• WORK INSTRUCTION 1
Answer these questions about the abstract on canonical correlation analysis on Riemannian manifolds:
(a) At which conference, and in what month and year, did the paper appear?
(b) Which three kinds of data are named as belonging to curved Riemannian manifolds?
(c) In the Alzheimer's disease study, across which two kinds of data are correlations identified?
• WORK INSTRUCTION 2
Pick up the paper on canonical correlation analysis on Riemannian manifolds after its final sentence and keep writing.

• SELECTED EXCERPT
= = = =

Canonical Correlation Analysis on Riemannian Manifolds and its Applications
Hyunwoo J. Kim, Nagesh Adluru, Barbara B. Bendlin, Sterling C. Johnson, Baba C. Vemuri, Vikas Singh,
Canonical Correlation Analysis on Riemannian Manifolds and its Applications
, In European Conference on Computer Vision (ECCV), September 2014.
Abstract
Canonical correlation analysis (CCA) is a widely used statistical technique
to capture correlations between two sets of multi-variate
random variables and has found a multitude of applications in computer
vision, medical imaging and machine learning. The classical formulation
assumes that the data lives in a pair of vector spaces which makes its use
in certain important scientific domains problematic. For instance, the
set of symmetric positive definite matrices (SPD), rotations and
probability distributions, all belong to certain curved Riemannian manifolds
where vector-space operations are in general not applicable. Analyzing
the space of such data via the classical versions of inference models is
rather sub-optimal. But perhaps more importantly, since the algorithms
do not respect the underlying geometry of the data space, it is hard to
provide statistical guarantees (if any) on the results. Using the space of
SPD matrices as a concrete example, this paper gives a principled
generalization of the well known CCA to the Riemannian setting. Our CCA
algorithm operates on the product Riemannian manifold representing
SPD matrix-valued fields to identify meaningful statistical relationships
on the product Riemannian manifold. As a proof of principle, we present
results on an Alzheimer’s disease (AD) study where the analysis
task involves identifying correlations across diffusion tensor images (DTI) and
Cauchy deformation tensor fields derived from T1-weighted magnetic
resonance (MR) images.

= = = =

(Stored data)
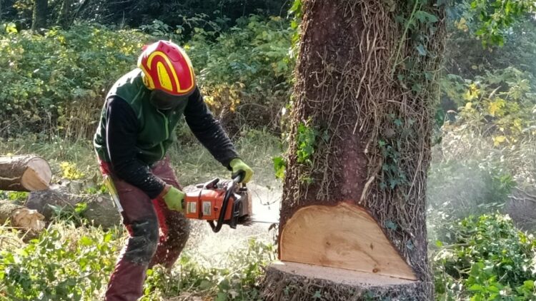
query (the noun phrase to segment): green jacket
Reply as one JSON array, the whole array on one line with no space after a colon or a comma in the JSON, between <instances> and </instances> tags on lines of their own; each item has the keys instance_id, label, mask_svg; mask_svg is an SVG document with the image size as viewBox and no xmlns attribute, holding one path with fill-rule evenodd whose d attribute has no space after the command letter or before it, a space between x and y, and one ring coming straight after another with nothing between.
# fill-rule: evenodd
<instances>
[{"instance_id":1,"label":"green jacket","mask_svg":"<svg viewBox=\"0 0 536 301\"><path fill-rule=\"evenodd\" d=\"M142 82L142 70L137 68L117 81L106 96L106 98L120 97L134 110L139 128L136 143L137 156L148 165L162 160L169 146L177 141L174 129L187 103L182 103L171 112L161 112L150 103L150 93ZM105 107L95 133L94 145L99 158L110 162L105 138L106 111Z\"/></svg>"}]
</instances>

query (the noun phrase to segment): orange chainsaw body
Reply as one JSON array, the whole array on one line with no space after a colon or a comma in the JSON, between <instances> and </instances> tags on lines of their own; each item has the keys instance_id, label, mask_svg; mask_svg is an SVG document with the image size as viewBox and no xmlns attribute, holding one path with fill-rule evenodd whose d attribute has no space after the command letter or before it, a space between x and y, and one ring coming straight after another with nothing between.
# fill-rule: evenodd
<instances>
[{"instance_id":1,"label":"orange chainsaw body","mask_svg":"<svg viewBox=\"0 0 536 301\"><path fill-rule=\"evenodd\" d=\"M233 229L237 225L250 225L251 195L245 184L237 185L237 180L220 181L217 178L187 191L186 217L208 221L214 232L219 231L223 224Z\"/></svg>"},{"instance_id":2,"label":"orange chainsaw body","mask_svg":"<svg viewBox=\"0 0 536 301\"><path fill-rule=\"evenodd\" d=\"M222 210L224 189L197 189L186 194L186 217L197 220L217 220ZM234 198L229 200L224 219L231 219Z\"/></svg>"}]
</instances>

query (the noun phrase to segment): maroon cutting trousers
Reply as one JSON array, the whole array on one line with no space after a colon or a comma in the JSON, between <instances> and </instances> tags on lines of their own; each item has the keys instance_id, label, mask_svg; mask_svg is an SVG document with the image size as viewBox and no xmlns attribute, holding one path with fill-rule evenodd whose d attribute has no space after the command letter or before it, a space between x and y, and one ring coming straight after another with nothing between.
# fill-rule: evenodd
<instances>
[{"instance_id":1,"label":"maroon cutting trousers","mask_svg":"<svg viewBox=\"0 0 536 301\"><path fill-rule=\"evenodd\" d=\"M111 178L123 208L123 224L129 232L104 300L134 301L143 295L147 268L157 264L169 268L177 261L188 240L189 223L182 213L168 209L163 199L151 200L139 188L116 177L109 163L101 161L100 169ZM152 171L182 190L168 157L157 162Z\"/></svg>"}]
</instances>

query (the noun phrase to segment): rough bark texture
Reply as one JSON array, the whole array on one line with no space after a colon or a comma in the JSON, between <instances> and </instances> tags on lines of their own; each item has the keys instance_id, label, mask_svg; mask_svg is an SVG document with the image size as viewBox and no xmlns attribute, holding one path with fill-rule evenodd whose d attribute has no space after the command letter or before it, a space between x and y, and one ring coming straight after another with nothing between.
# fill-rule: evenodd
<instances>
[{"instance_id":1,"label":"rough bark texture","mask_svg":"<svg viewBox=\"0 0 536 301\"><path fill-rule=\"evenodd\" d=\"M31 192L24 205L43 214L49 221L54 214L50 205L72 210L79 203L87 204L81 216L93 225L106 228L121 224L121 215L108 195L74 195L65 188L55 188Z\"/></svg>"},{"instance_id":2,"label":"rough bark texture","mask_svg":"<svg viewBox=\"0 0 536 301\"><path fill-rule=\"evenodd\" d=\"M39 31L46 27L49 0L35 0L32 14L31 30Z\"/></svg>"},{"instance_id":3,"label":"rough bark texture","mask_svg":"<svg viewBox=\"0 0 536 301\"><path fill-rule=\"evenodd\" d=\"M51 178L49 163L41 157L34 155L0 157L0 190L47 189Z\"/></svg>"},{"instance_id":4,"label":"rough bark texture","mask_svg":"<svg viewBox=\"0 0 536 301\"><path fill-rule=\"evenodd\" d=\"M289 273L272 266L261 285L266 300L423 300L427 290L422 282L382 285L342 283L328 279ZM314 297L316 296L316 297Z\"/></svg>"},{"instance_id":5,"label":"rough bark texture","mask_svg":"<svg viewBox=\"0 0 536 301\"><path fill-rule=\"evenodd\" d=\"M425 1L309 0L302 12L279 235L304 206L361 206L415 272L412 300L432 299L425 190L444 10ZM271 272L265 283L276 281Z\"/></svg>"},{"instance_id":6,"label":"rough bark texture","mask_svg":"<svg viewBox=\"0 0 536 301\"><path fill-rule=\"evenodd\" d=\"M21 227L24 230L36 233L44 228L44 216L36 210L28 209L7 200L0 200L0 224L1 225L9 220L13 227Z\"/></svg>"},{"instance_id":7,"label":"rough bark texture","mask_svg":"<svg viewBox=\"0 0 536 301\"><path fill-rule=\"evenodd\" d=\"M61 2L61 8L59 9L58 21L56 22L64 29L69 27L71 24L71 6L72 0L64 0Z\"/></svg>"}]
</instances>

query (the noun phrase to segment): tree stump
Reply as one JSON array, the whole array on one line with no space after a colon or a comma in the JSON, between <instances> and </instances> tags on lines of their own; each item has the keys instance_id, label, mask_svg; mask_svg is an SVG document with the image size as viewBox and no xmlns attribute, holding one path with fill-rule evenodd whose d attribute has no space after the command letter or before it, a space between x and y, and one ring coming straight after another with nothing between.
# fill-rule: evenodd
<instances>
[{"instance_id":1,"label":"tree stump","mask_svg":"<svg viewBox=\"0 0 536 301\"><path fill-rule=\"evenodd\" d=\"M432 300L425 188L445 6L301 4L281 262L263 297Z\"/></svg>"},{"instance_id":2,"label":"tree stump","mask_svg":"<svg viewBox=\"0 0 536 301\"><path fill-rule=\"evenodd\" d=\"M46 160L33 155L0 157L0 190L48 189L52 172Z\"/></svg>"}]
</instances>

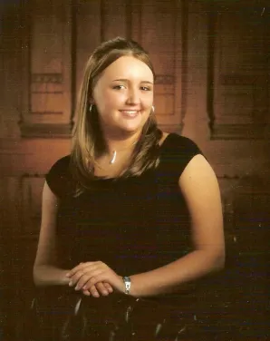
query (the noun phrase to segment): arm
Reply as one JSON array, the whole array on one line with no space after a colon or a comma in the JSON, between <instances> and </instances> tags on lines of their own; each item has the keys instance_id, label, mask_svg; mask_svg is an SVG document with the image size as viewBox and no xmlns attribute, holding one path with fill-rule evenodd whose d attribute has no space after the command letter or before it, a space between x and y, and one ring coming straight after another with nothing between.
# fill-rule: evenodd
<instances>
[{"instance_id":1,"label":"arm","mask_svg":"<svg viewBox=\"0 0 270 341\"><path fill-rule=\"evenodd\" d=\"M191 215L194 251L162 268L130 276L130 295L159 295L181 287L224 266L222 207L216 175L202 155L186 167L179 188Z\"/></svg>"},{"instance_id":2,"label":"arm","mask_svg":"<svg viewBox=\"0 0 270 341\"><path fill-rule=\"evenodd\" d=\"M56 215L59 199L45 182L43 191L42 223L36 258L34 265L34 281L36 286L68 285L68 270L57 268Z\"/></svg>"},{"instance_id":3,"label":"arm","mask_svg":"<svg viewBox=\"0 0 270 341\"><path fill-rule=\"evenodd\" d=\"M34 265L34 281L36 286L67 286L69 270L57 267L56 215L59 199L45 182L43 191L42 223ZM86 296L107 296L113 291L107 282L99 282L82 293Z\"/></svg>"},{"instance_id":4,"label":"arm","mask_svg":"<svg viewBox=\"0 0 270 341\"><path fill-rule=\"evenodd\" d=\"M131 296L172 292L224 266L219 189L212 168L202 155L197 155L189 161L180 176L178 186L191 216L194 251L164 267L130 276ZM121 277L101 261L81 264L70 271L69 277L78 290L105 280L117 291L124 292Z\"/></svg>"}]
</instances>

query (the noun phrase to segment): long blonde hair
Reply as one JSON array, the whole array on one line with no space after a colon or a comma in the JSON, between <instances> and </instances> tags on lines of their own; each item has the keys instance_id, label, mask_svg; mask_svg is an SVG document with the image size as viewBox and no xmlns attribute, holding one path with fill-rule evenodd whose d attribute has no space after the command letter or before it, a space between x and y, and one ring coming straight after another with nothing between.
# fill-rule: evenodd
<instances>
[{"instance_id":1,"label":"long blonde hair","mask_svg":"<svg viewBox=\"0 0 270 341\"><path fill-rule=\"evenodd\" d=\"M136 42L117 37L102 43L90 56L79 93L76 115L77 122L72 133L71 170L79 187L91 187L94 180L95 156L105 151L105 142L99 122L95 105L90 109L90 101L94 86L101 73L118 58L131 55L145 63L155 73L148 53ZM146 122L140 139L136 143L131 161L120 177L139 176L159 163L159 141L162 132L157 127L153 112Z\"/></svg>"}]
</instances>

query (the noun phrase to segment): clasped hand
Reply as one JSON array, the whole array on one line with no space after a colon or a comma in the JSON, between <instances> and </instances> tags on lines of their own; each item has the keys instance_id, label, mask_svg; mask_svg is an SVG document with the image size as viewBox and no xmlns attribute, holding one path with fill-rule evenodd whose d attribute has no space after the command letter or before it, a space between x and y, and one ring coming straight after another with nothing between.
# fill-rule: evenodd
<instances>
[{"instance_id":1,"label":"clasped hand","mask_svg":"<svg viewBox=\"0 0 270 341\"><path fill-rule=\"evenodd\" d=\"M86 296L99 297L114 290L124 292L122 278L101 261L80 263L66 274L69 286Z\"/></svg>"}]
</instances>

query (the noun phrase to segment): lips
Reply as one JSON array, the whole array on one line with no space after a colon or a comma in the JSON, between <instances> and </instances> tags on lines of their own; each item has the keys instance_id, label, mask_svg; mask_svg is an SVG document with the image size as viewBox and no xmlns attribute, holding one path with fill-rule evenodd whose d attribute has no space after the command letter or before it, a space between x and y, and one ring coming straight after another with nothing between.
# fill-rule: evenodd
<instances>
[{"instance_id":1,"label":"lips","mask_svg":"<svg viewBox=\"0 0 270 341\"><path fill-rule=\"evenodd\" d=\"M134 118L139 115L140 111L138 110L121 110L120 111L125 117Z\"/></svg>"}]
</instances>

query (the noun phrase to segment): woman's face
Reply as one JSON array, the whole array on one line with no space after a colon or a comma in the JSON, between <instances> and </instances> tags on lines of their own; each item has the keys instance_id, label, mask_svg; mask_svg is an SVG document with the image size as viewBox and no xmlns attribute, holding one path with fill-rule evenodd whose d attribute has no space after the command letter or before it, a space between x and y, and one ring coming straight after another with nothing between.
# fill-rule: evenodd
<instances>
[{"instance_id":1,"label":"woman's face","mask_svg":"<svg viewBox=\"0 0 270 341\"><path fill-rule=\"evenodd\" d=\"M109 65L93 89L102 131L133 133L141 131L153 104L153 73L132 56L122 56Z\"/></svg>"}]
</instances>

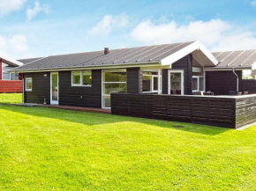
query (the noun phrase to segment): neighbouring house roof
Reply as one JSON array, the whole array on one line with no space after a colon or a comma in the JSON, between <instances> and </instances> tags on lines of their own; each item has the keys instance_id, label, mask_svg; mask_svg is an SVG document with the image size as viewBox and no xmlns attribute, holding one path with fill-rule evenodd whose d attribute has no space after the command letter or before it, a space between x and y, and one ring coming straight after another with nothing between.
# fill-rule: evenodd
<instances>
[{"instance_id":1,"label":"neighbouring house roof","mask_svg":"<svg viewBox=\"0 0 256 191\"><path fill-rule=\"evenodd\" d=\"M183 42L103 51L50 55L11 70L12 71L53 70L74 68L103 68L121 65L152 64L171 65L192 54L206 66L215 66L218 61L200 42Z\"/></svg>"},{"instance_id":2,"label":"neighbouring house roof","mask_svg":"<svg viewBox=\"0 0 256 191\"><path fill-rule=\"evenodd\" d=\"M214 52L213 55L219 60L215 67L207 70L230 70L230 69L252 69L256 67L256 49Z\"/></svg>"},{"instance_id":3,"label":"neighbouring house roof","mask_svg":"<svg viewBox=\"0 0 256 191\"><path fill-rule=\"evenodd\" d=\"M39 59L41 59L42 57L38 57L38 58L26 58L26 59L19 59L18 60L19 62L22 62L23 64L26 64L34 61L37 61Z\"/></svg>"},{"instance_id":4,"label":"neighbouring house roof","mask_svg":"<svg viewBox=\"0 0 256 191\"><path fill-rule=\"evenodd\" d=\"M4 63L6 63L6 64L8 64L10 66L16 67L16 66L22 66L23 65L22 62L20 62L19 61L16 61L14 59L11 59L11 58L10 58L10 57L8 57L6 55L1 55L1 54L0 54L0 60L2 60L3 62L4 62Z\"/></svg>"}]
</instances>

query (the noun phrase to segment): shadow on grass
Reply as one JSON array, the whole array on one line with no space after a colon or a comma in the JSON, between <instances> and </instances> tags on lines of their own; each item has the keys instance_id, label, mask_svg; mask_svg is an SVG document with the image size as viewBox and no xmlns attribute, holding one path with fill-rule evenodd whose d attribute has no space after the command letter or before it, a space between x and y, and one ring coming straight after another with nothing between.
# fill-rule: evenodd
<instances>
[{"instance_id":1,"label":"shadow on grass","mask_svg":"<svg viewBox=\"0 0 256 191\"><path fill-rule=\"evenodd\" d=\"M49 119L67 121L87 126L131 121L131 122L138 122L143 125L154 125L158 128L173 129L181 131L202 134L207 136L215 136L231 130L230 129L225 128L198 125L186 122L151 120L137 117L126 117L81 111L70 111L43 107L15 106L12 104L5 104L5 103L4 104L0 103L0 109L36 117L45 117Z\"/></svg>"}]
</instances>

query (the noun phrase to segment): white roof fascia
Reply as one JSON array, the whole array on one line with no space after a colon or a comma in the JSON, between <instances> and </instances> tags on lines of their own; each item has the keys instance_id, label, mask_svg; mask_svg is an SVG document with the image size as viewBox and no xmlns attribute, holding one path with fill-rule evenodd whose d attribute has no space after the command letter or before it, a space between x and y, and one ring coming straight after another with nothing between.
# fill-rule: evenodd
<instances>
[{"instance_id":1,"label":"white roof fascia","mask_svg":"<svg viewBox=\"0 0 256 191\"><path fill-rule=\"evenodd\" d=\"M8 62L13 63L13 64L15 64L17 66L22 66L23 65L22 62L20 62L19 61L16 61L16 60L12 59L12 58L10 58L8 56L5 56L5 55L4 56L1 54L0 54L0 59L2 59L4 62L5 62L5 63L7 62L8 65L9 65Z\"/></svg>"},{"instance_id":2,"label":"white roof fascia","mask_svg":"<svg viewBox=\"0 0 256 191\"><path fill-rule=\"evenodd\" d=\"M252 70L256 70L256 62L254 63L252 63Z\"/></svg>"},{"instance_id":3,"label":"white roof fascia","mask_svg":"<svg viewBox=\"0 0 256 191\"><path fill-rule=\"evenodd\" d=\"M212 53L208 51L203 45L201 45L201 43L195 41L182 48L181 50L178 50L177 52L167 56L166 58L163 58L161 61L162 65L171 65L175 62L180 60L181 58L197 49L200 50L213 62L215 66L219 62L217 59L212 55Z\"/></svg>"}]
</instances>

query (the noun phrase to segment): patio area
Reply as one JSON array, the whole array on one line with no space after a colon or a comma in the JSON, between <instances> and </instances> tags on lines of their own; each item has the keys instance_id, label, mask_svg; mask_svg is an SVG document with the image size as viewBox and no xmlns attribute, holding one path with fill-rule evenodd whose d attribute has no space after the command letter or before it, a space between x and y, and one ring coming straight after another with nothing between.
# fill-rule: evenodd
<instances>
[{"instance_id":1,"label":"patio area","mask_svg":"<svg viewBox=\"0 0 256 191\"><path fill-rule=\"evenodd\" d=\"M256 121L256 94L111 94L111 114L239 129Z\"/></svg>"}]
</instances>

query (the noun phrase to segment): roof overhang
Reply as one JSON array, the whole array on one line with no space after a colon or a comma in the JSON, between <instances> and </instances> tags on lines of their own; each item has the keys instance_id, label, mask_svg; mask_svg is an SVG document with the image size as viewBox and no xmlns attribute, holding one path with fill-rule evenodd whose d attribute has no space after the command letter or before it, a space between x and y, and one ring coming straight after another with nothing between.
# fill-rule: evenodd
<instances>
[{"instance_id":1,"label":"roof overhang","mask_svg":"<svg viewBox=\"0 0 256 191\"><path fill-rule=\"evenodd\" d=\"M23 65L22 62L16 61L14 59L11 59L10 57L7 57L7 56L4 56L2 55L0 55L0 59L3 61L3 62L7 63L10 66L16 67L16 66L22 66Z\"/></svg>"},{"instance_id":2,"label":"roof overhang","mask_svg":"<svg viewBox=\"0 0 256 191\"><path fill-rule=\"evenodd\" d=\"M212 53L208 51L201 43L195 41L162 59L161 63L162 65L171 65L189 54L192 54L197 62L199 62L203 67L214 67L219 62Z\"/></svg>"},{"instance_id":3,"label":"roof overhang","mask_svg":"<svg viewBox=\"0 0 256 191\"><path fill-rule=\"evenodd\" d=\"M235 68L224 68L224 67L216 67L216 68L204 68L204 71L228 71L228 70L233 70L233 69L235 69L235 70L250 70L252 69L252 67L248 66L248 67L235 67Z\"/></svg>"},{"instance_id":4,"label":"roof overhang","mask_svg":"<svg viewBox=\"0 0 256 191\"><path fill-rule=\"evenodd\" d=\"M256 70L256 62L254 63L252 63L252 70Z\"/></svg>"},{"instance_id":5,"label":"roof overhang","mask_svg":"<svg viewBox=\"0 0 256 191\"><path fill-rule=\"evenodd\" d=\"M143 63L143 64L142 64ZM66 70L99 70L99 69L126 69L126 68L135 68L135 67L139 67L139 68L161 68L162 65L160 62L135 62L135 63L122 63L122 64L109 64L109 65L103 65L103 66L84 66L84 67L66 67L66 68L56 68L56 69L38 69L38 70L18 70L13 69L10 70L9 72L14 71L16 73L33 73L33 72L49 72L49 71L66 71Z\"/></svg>"}]
</instances>

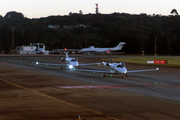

= = = =

• OUTPUT 1
(a) The European Conference on Computer Vision (ECCV), in September 2014.
(b) Symmetric positive definite (SPD) matrices, rotations, and probability distributions.
(c) Diffusion tensor images (DTI) and Cauchy deformation tensor fields derived from T1-weighted magnetic resonance (MR) images.

• OUTPUT 2
Acknowledgmentis
This work was supported in part by NIH grants AG040396 (VS),
AG037639 (BBB), AG021155 (SCJ), R01 NS066340 (BCV) and NSF CAREER award
1252725 (VS). Partial support was also provided by UW ADRC, UW ICTR, and
Waisman Core grant P30 HD003352-45. The contents do not represent views of the
Dept. of Veterans Affairs or the United States Government.